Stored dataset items
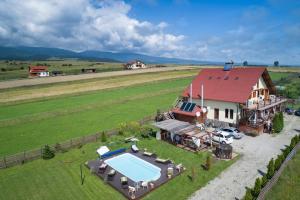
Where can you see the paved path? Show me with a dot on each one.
(56, 79)
(256, 153)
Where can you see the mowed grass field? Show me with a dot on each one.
(59, 178)
(28, 125)
(19, 69)
(288, 185)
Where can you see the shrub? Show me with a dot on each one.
(264, 180)
(248, 195)
(278, 122)
(278, 162)
(257, 187)
(47, 153)
(103, 137)
(208, 162)
(271, 169)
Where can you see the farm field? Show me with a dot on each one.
(19, 69)
(59, 178)
(29, 125)
(50, 90)
(288, 185)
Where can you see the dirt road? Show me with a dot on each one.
(255, 155)
(57, 79)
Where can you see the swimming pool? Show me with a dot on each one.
(134, 168)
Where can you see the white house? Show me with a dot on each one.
(136, 64)
(241, 96)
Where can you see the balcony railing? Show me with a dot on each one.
(264, 104)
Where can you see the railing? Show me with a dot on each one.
(263, 103)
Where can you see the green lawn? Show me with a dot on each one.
(25, 126)
(59, 178)
(288, 185)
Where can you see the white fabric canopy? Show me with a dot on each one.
(102, 150)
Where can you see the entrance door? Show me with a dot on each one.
(216, 113)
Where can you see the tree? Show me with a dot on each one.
(257, 187)
(103, 137)
(271, 169)
(47, 153)
(264, 180)
(278, 162)
(278, 122)
(208, 162)
(248, 195)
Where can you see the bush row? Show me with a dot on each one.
(273, 166)
(278, 122)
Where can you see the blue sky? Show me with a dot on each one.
(256, 31)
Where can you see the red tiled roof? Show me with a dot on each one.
(35, 69)
(193, 113)
(231, 86)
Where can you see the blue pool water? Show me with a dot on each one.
(134, 168)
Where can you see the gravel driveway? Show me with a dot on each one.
(255, 155)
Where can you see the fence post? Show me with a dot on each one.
(4, 160)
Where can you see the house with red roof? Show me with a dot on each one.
(38, 71)
(235, 96)
(136, 64)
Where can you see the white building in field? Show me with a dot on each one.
(241, 96)
(136, 64)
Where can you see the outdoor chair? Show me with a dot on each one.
(170, 172)
(148, 154)
(102, 167)
(124, 182)
(134, 148)
(164, 161)
(111, 174)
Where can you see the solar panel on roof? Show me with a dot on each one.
(186, 108)
(183, 105)
(192, 107)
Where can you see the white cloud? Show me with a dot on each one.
(81, 25)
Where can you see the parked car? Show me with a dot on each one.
(234, 132)
(222, 137)
(289, 111)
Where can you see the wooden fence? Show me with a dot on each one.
(277, 174)
(26, 156)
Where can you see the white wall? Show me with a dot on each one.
(221, 105)
(261, 85)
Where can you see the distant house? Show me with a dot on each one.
(88, 70)
(136, 64)
(38, 71)
(237, 96)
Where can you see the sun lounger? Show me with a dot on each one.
(179, 167)
(124, 182)
(170, 172)
(112, 172)
(147, 153)
(164, 161)
(102, 167)
(134, 148)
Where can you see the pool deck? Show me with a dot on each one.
(115, 180)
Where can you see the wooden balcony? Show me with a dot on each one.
(265, 104)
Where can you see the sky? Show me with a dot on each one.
(208, 30)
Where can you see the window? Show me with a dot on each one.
(231, 113)
(216, 114)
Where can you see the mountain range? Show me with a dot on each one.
(43, 53)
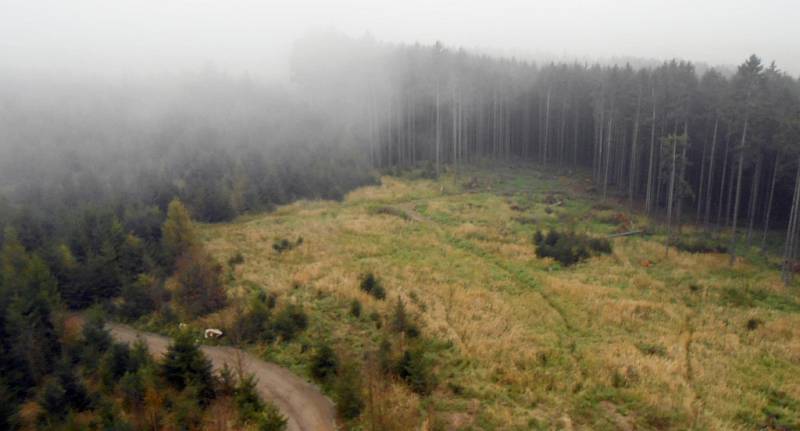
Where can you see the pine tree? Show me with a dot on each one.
(177, 234)
(185, 365)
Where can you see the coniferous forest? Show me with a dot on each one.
(100, 181)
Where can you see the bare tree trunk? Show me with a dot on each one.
(769, 202)
(670, 192)
(547, 126)
(754, 192)
(738, 192)
(791, 230)
(608, 154)
(679, 215)
(634, 156)
(723, 179)
(701, 192)
(711, 173)
(649, 197)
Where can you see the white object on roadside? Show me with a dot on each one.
(212, 333)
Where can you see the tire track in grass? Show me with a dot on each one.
(520, 277)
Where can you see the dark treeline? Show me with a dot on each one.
(718, 149)
(93, 173)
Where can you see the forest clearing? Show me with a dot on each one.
(637, 339)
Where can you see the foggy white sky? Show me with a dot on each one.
(101, 36)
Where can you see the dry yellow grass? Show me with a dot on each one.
(636, 336)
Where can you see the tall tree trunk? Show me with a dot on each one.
(702, 190)
(723, 179)
(649, 196)
(438, 132)
(608, 154)
(547, 126)
(738, 191)
(754, 192)
(711, 173)
(775, 168)
(681, 174)
(791, 230)
(634, 155)
(671, 191)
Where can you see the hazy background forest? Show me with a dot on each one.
(108, 157)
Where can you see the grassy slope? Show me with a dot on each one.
(631, 340)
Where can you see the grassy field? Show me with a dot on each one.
(637, 339)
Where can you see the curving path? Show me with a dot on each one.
(305, 407)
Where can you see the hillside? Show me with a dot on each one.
(637, 339)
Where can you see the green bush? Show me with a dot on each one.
(355, 308)
(569, 248)
(414, 369)
(271, 419)
(324, 363)
(254, 324)
(698, 245)
(281, 245)
(289, 322)
(371, 285)
(247, 400)
(185, 365)
(349, 401)
(236, 259)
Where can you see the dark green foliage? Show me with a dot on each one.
(371, 285)
(324, 363)
(289, 322)
(347, 392)
(753, 324)
(96, 339)
(74, 389)
(254, 325)
(387, 210)
(698, 245)
(652, 349)
(271, 419)
(248, 402)
(114, 364)
(185, 365)
(133, 390)
(414, 369)
(138, 297)
(53, 400)
(236, 259)
(8, 407)
(384, 356)
(199, 277)
(569, 248)
(252, 409)
(355, 308)
(283, 244)
(400, 321)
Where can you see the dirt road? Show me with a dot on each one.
(302, 403)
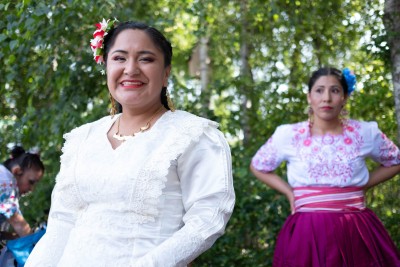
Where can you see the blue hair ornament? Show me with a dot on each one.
(350, 80)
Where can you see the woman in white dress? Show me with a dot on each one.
(147, 187)
(327, 175)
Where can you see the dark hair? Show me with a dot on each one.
(156, 36)
(24, 160)
(326, 71)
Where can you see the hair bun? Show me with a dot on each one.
(17, 151)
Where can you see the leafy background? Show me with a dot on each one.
(260, 55)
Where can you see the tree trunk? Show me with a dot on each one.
(246, 75)
(392, 25)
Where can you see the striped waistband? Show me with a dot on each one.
(308, 199)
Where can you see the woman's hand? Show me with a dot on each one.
(277, 183)
(20, 226)
(290, 197)
(380, 175)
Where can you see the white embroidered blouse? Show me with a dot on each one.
(328, 160)
(160, 199)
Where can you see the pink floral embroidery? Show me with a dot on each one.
(327, 159)
(348, 141)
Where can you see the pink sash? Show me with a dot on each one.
(309, 199)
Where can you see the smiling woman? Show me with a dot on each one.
(148, 187)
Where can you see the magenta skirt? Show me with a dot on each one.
(334, 239)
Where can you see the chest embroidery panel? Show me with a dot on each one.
(329, 159)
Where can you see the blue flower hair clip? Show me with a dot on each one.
(350, 80)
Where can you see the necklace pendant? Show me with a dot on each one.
(122, 138)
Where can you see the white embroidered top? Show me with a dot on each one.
(160, 199)
(328, 160)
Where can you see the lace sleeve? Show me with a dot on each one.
(208, 196)
(65, 203)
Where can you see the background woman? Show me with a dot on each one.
(148, 187)
(18, 175)
(327, 176)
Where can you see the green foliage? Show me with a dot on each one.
(49, 84)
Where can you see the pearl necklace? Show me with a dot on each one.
(123, 138)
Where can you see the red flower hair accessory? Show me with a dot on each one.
(96, 43)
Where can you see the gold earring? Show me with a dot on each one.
(169, 101)
(310, 116)
(113, 109)
(343, 113)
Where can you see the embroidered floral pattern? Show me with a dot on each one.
(327, 160)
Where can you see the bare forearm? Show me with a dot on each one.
(382, 174)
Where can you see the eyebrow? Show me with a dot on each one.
(143, 52)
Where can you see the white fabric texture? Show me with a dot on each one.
(160, 199)
(327, 160)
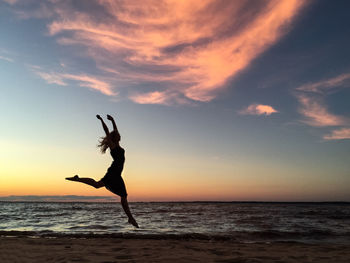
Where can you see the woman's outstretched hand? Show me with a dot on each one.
(109, 117)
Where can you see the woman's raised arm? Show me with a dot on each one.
(105, 128)
(109, 117)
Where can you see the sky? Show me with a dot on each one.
(214, 100)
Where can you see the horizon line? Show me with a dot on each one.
(91, 199)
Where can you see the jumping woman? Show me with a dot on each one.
(112, 180)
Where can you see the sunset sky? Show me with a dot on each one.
(214, 100)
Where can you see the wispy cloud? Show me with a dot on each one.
(312, 96)
(83, 80)
(258, 109)
(340, 134)
(56, 198)
(188, 49)
(326, 85)
(6, 58)
(315, 112)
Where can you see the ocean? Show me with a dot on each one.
(236, 221)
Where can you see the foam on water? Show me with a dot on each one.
(247, 222)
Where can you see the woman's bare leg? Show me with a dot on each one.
(86, 180)
(125, 205)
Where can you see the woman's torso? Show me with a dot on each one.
(118, 155)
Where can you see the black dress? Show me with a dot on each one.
(113, 180)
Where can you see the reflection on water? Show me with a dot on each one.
(239, 221)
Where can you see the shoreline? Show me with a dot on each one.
(107, 249)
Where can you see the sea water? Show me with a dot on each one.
(241, 222)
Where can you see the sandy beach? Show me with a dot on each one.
(63, 249)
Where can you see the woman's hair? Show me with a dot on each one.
(111, 137)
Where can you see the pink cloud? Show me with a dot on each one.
(258, 109)
(154, 97)
(192, 47)
(6, 59)
(341, 134)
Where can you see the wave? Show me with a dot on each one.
(237, 236)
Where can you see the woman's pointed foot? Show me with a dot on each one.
(133, 222)
(74, 178)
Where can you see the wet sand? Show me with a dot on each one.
(64, 249)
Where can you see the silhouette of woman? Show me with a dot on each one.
(112, 180)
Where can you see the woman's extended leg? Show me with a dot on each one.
(86, 180)
(125, 205)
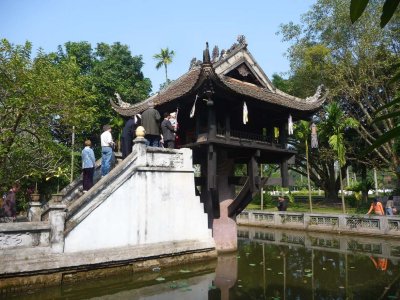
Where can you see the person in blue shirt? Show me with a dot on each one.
(88, 165)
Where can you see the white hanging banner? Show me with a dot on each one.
(290, 125)
(314, 137)
(194, 107)
(245, 113)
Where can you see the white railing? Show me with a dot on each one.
(363, 224)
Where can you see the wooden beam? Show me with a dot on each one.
(285, 173)
(252, 172)
(212, 186)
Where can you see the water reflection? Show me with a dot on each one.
(270, 264)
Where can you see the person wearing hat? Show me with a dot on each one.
(377, 207)
(128, 133)
(150, 121)
(168, 132)
(107, 145)
(88, 165)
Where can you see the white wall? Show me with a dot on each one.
(157, 203)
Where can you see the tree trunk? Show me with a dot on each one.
(331, 190)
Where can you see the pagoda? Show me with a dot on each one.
(230, 114)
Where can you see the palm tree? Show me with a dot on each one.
(303, 132)
(164, 58)
(337, 123)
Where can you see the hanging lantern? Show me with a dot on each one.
(314, 137)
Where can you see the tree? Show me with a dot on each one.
(164, 58)
(357, 8)
(356, 63)
(337, 122)
(108, 69)
(37, 97)
(303, 133)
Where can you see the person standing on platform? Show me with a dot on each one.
(107, 145)
(377, 207)
(127, 137)
(168, 132)
(10, 204)
(282, 205)
(150, 121)
(88, 165)
(389, 206)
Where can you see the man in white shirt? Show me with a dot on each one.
(106, 149)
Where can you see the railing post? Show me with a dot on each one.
(57, 216)
(139, 145)
(35, 211)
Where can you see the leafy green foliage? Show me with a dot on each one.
(43, 98)
(356, 63)
(357, 8)
(164, 58)
(37, 97)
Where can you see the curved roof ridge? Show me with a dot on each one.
(172, 91)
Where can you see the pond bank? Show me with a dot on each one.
(380, 226)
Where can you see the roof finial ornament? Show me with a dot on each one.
(206, 55)
(215, 54)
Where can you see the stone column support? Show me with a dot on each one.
(57, 216)
(139, 146)
(35, 211)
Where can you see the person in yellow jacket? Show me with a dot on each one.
(377, 207)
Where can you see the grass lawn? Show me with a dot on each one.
(320, 207)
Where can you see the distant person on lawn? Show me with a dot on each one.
(377, 207)
(282, 205)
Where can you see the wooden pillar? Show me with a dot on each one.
(228, 126)
(212, 124)
(285, 173)
(212, 186)
(253, 173)
(197, 128)
(283, 135)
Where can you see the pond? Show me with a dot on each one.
(270, 264)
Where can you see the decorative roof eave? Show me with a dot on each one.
(176, 89)
(279, 98)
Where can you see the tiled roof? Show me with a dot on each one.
(174, 90)
(184, 85)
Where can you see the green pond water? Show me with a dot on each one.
(270, 264)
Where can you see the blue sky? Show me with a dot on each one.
(146, 26)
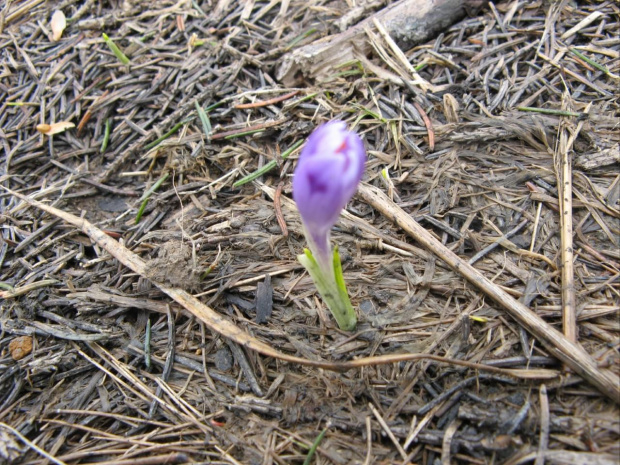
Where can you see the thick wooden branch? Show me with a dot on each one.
(408, 22)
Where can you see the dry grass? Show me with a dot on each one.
(484, 266)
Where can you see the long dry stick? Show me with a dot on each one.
(221, 325)
(554, 341)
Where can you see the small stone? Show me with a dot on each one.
(20, 347)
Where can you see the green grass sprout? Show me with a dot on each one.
(315, 446)
(157, 141)
(204, 119)
(269, 166)
(147, 195)
(299, 38)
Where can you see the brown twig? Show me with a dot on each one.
(428, 124)
(264, 103)
(223, 326)
(555, 342)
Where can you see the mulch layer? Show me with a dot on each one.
(152, 307)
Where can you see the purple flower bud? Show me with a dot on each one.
(330, 167)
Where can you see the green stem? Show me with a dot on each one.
(333, 292)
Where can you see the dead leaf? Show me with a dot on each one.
(58, 24)
(54, 128)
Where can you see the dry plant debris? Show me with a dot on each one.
(132, 259)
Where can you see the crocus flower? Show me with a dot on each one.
(330, 167)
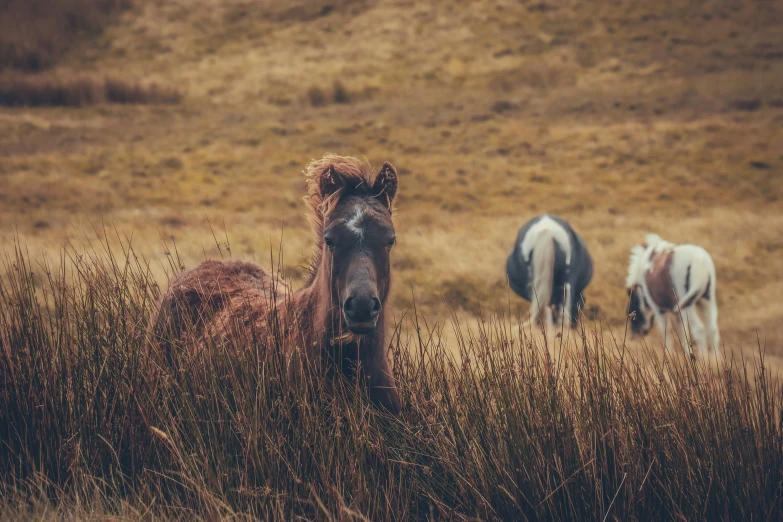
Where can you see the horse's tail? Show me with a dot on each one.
(700, 279)
(543, 261)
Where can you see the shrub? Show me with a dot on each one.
(34, 34)
(79, 91)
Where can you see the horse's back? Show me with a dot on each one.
(580, 267)
(198, 301)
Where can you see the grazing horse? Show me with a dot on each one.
(664, 277)
(338, 315)
(550, 267)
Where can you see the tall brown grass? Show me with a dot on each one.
(34, 34)
(91, 417)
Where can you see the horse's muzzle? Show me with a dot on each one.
(361, 313)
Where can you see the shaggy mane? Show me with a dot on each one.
(356, 176)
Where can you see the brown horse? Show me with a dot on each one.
(339, 315)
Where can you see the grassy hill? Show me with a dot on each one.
(623, 117)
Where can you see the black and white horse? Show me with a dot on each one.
(678, 279)
(550, 267)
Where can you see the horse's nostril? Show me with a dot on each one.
(361, 308)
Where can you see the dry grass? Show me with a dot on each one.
(623, 117)
(96, 422)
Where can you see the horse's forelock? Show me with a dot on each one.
(348, 176)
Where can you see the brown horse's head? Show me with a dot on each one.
(356, 235)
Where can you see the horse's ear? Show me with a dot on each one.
(385, 186)
(329, 181)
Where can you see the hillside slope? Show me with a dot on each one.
(622, 117)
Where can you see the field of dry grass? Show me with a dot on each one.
(623, 117)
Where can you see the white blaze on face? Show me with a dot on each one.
(354, 223)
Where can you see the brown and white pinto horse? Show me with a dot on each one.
(678, 279)
(339, 315)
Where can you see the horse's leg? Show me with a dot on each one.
(660, 320)
(568, 319)
(710, 310)
(696, 326)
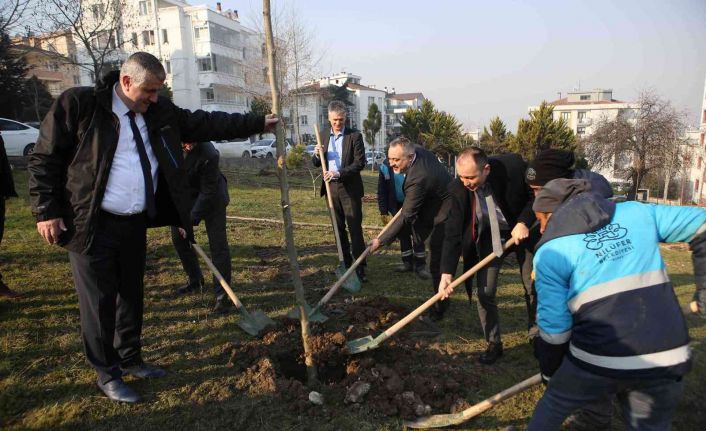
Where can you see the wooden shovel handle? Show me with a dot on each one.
(329, 199)
(413, 315)
(224, 284)
(357, 262)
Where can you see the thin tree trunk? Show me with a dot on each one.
(284, 189)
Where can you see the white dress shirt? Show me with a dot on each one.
(125, 191)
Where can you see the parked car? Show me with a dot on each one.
(19, 138)
(374, 156)
(239, 148)
(268, 148)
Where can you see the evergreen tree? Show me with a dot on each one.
(540, 132)
(494, 139)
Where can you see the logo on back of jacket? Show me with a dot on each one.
(609, 242)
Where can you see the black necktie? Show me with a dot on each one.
(146, 168)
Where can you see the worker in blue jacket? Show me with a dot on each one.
(390, 199)
(609, 321)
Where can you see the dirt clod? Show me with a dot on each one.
(406, 376)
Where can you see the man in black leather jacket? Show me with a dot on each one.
(209, 189)
(107, 165)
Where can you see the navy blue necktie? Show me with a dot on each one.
(146, 167)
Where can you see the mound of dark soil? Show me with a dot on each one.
(406, 376)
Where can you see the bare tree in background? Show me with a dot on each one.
(284, 190)
(12, 12)
(95, 28)
(638, 140)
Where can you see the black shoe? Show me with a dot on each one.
(404, 267)
(117, 390)
(7, 292)
(422, 273)
(144, 371)
(360, 271)
(223, 305)
(491, 354)
(191, 286)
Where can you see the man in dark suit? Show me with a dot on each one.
(491, 202)
(7, 190)
(107, 166)
(345, 158)
(424, 207)
(209, 190)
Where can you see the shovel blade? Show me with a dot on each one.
(352, 284)
(254, 322)
(361, 345)
(313, 312)
(436, 421)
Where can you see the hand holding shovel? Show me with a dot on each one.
(368, 343)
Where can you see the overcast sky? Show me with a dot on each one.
(479, 58)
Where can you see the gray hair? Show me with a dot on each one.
(405, 143)
(336, 106)
(141, 65)
(476, 154)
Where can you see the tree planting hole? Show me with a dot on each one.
(291, 366)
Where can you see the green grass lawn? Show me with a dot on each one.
(45, 381)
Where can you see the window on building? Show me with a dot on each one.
(204, 64)
(143, 7)
(148, 37)
(207, 94)
(98, 11)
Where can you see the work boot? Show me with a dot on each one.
(223, 305)
(191, 286)
(6, 292)
(491, 354)
(360, 271)
(404, 267)
(422, 272)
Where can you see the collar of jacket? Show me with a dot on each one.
(104, 89)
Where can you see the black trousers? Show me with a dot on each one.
(487, 280)
(436, 245)
(2, 223)
(348, 211)
(110, 286)
(412, 253)
(215, 222)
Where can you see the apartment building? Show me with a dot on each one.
(395, 107)
(311, 106)
(697, 172)
(584, 110)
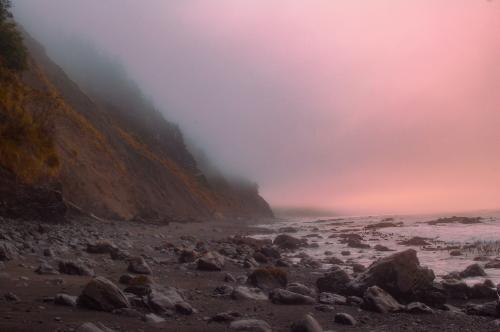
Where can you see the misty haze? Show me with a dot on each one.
(249, 165)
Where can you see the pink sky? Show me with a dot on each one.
(361, 106)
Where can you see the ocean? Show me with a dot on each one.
(471, 240)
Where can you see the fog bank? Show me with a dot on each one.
(362, 107)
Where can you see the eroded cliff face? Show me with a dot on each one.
(116, 161)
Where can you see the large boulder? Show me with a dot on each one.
(138, 265)
(101, 294)
(489, 309)
(268, 278)
(101, 247)
(7, 251)
(473, 270)
(211, 261)
(285, 241)
(376, 299)
(74, 268)
(399, 274)
(247, 293)
(283, 296)
(335, 281)
(165, 300)
(307, 324)
(250, 325)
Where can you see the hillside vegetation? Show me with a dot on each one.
(105, 146)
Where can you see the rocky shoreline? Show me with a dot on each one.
(123, 276)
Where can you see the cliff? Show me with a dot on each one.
(113, 158)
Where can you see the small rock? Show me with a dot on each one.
(330, 298)
(250, 325)
(376, 299)
(246, 293)
(418, 308)
(11, 297)
(102, 294)
(345, 319)
(473, 270)
(268, 278)
(46, 269)
(74, 268)
(307, 324)
(282, 296)
(225, 316)
(285, 241)
(211, 261)
(138, 265)
(153, 319)
(65, 299)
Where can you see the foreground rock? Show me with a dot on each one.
(74, 268)
(101, 294)
(399, 274)
(250, 325)
(7, 251)
(211, 261)
(285, 241)
(91, 327)
(335, 281)
(308, 324)
(282, 296)
(376, 299)
(345, 319)
(268, 278)
(138, 265)
(246, 293)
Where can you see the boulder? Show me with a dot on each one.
(74, 268)
(344, 319)
(418, 308)
(46, 269)
(285, 241)
(270, 252)
(101, 294)
(91, 327)
(211, 261)
(307, 324)
(473, 270)
(456, 289)
(494, 264)
(376, 299)
(164, 300)
(399, 274)
(335, 281)
(228, 316)
(7, 251)
(415, 241)
(301, 289)
(102, 247)
(282, 296)
(247, 293)
(187, 256)
(355, 243)
(268, 278)
(250, 325)
(489, 309)
(380, 247)
(485, 290)
(138, 265)
(66, 300)
(330, 298)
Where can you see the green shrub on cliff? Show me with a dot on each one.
(13, 54)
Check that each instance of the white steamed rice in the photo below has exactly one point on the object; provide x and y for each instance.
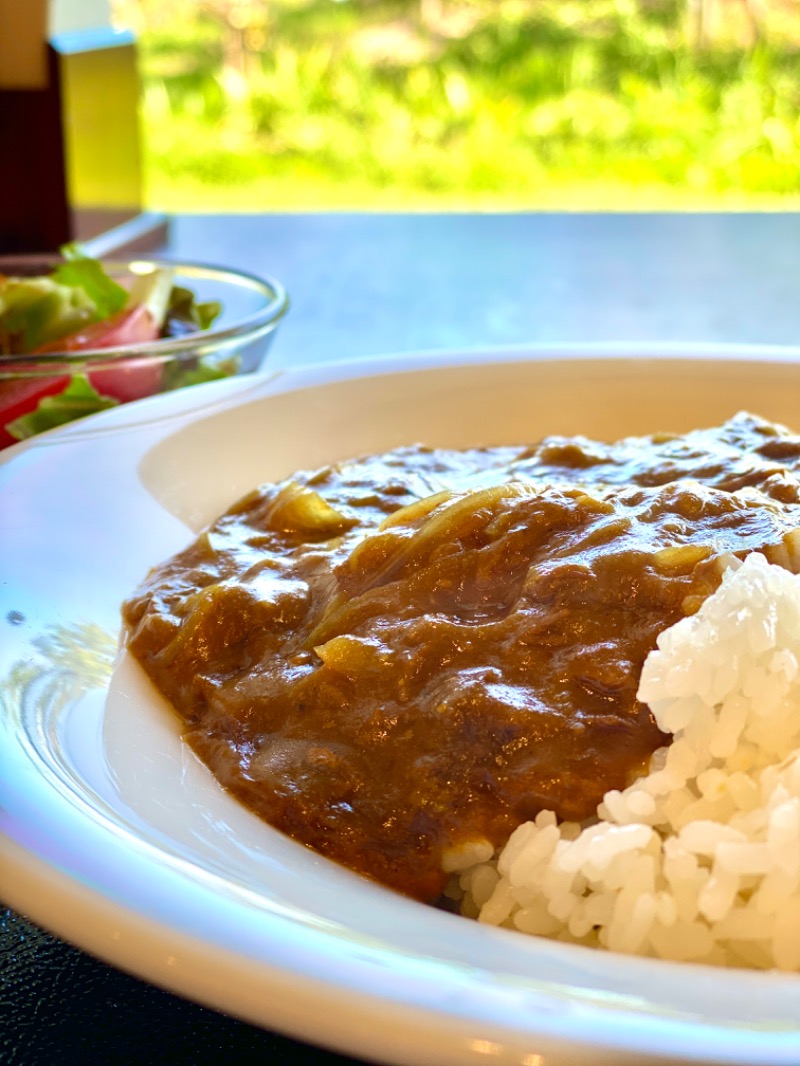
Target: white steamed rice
(699, 859)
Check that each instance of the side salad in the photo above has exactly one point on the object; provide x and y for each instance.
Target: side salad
(80, 308)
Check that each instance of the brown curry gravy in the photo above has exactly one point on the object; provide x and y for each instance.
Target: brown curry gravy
(394, 657)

▶ _Description of the task_
Take the line containing "Where can you see the boulder?" and every line after it up to the end of the data, and write them out exactly, without the pictures.

▶ _Full response_
Where can you see the boulder? Show me with a dot on each one.
(74, 268)
(344, 319)
(418, 308)
(46, 269)
(285, 241)
(270, 252)
(101, 294)
(91, 327)
(211, 261)
(307, 324)
(473, 270)
(456, 289)
(494, 264)
(376, 299)
(164, 300)
(399, 274)
(335, 281)
(228, 316)
(7, 251)
(415, 241)
(301, 289)
(102, 247)
(282, 296)
(247, 293)
(187, 256)
(355, 243)
(268, 278)
(250, 325)
(489, 309)
(380, 247)
(485, 290)
(138, 265)
(66, 300)
(330, 298)
Where can you see the green shrub on cliff? Show me with a dot on each one.
(13, 54)
Check that each instance of the white steamed rice in the photo below has exactly one point on the object; provide x and y for each instance.
Target: white steamed rice
(699, 859)
Check that each instance of the side salad in the photo above has exactly one point on the object; provide x and y for each instance.
Target: side salad
(80, 308)
Check that each instance of the brown curry gravy in the photo above has exactly one point on the object; provide x and y for each instance.
Target: brown curry gravy
(394, 657)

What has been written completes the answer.